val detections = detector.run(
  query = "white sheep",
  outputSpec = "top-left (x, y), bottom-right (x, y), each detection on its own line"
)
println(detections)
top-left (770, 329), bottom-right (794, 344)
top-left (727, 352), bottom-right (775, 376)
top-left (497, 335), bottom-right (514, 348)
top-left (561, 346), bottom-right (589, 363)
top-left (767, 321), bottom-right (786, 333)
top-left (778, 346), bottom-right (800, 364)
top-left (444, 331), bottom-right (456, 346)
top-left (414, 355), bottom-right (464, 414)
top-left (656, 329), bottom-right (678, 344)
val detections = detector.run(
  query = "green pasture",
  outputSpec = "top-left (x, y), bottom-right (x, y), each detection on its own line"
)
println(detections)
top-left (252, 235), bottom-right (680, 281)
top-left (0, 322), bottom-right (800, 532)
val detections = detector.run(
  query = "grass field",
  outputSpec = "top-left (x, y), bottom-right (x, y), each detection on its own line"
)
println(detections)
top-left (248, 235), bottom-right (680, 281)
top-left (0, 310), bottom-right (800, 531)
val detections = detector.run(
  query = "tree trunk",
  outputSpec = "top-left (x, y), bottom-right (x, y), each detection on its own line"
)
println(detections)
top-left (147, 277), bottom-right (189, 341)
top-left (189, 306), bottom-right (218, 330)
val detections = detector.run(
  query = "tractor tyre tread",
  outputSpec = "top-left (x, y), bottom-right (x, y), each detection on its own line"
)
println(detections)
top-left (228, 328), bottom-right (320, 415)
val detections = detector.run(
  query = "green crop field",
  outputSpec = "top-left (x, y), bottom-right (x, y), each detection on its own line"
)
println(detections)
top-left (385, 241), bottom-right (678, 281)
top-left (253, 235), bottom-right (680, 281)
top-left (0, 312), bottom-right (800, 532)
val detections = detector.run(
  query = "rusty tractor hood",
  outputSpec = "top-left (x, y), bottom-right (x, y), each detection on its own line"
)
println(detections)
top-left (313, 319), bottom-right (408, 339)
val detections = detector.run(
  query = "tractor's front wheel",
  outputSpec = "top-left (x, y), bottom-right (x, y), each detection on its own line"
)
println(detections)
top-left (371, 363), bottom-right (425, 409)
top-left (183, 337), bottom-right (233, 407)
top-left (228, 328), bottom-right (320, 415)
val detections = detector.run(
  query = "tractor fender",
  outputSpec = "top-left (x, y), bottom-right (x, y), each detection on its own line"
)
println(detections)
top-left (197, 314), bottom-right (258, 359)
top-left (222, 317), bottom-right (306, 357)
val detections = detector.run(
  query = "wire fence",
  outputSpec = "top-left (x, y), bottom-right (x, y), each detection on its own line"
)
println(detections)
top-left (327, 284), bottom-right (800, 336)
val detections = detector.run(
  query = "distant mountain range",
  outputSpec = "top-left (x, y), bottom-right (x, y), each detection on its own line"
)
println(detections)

——————

• [Task description] How many lines of the records above contain the string "tractor"? Give only the number.

• [Correct response] 4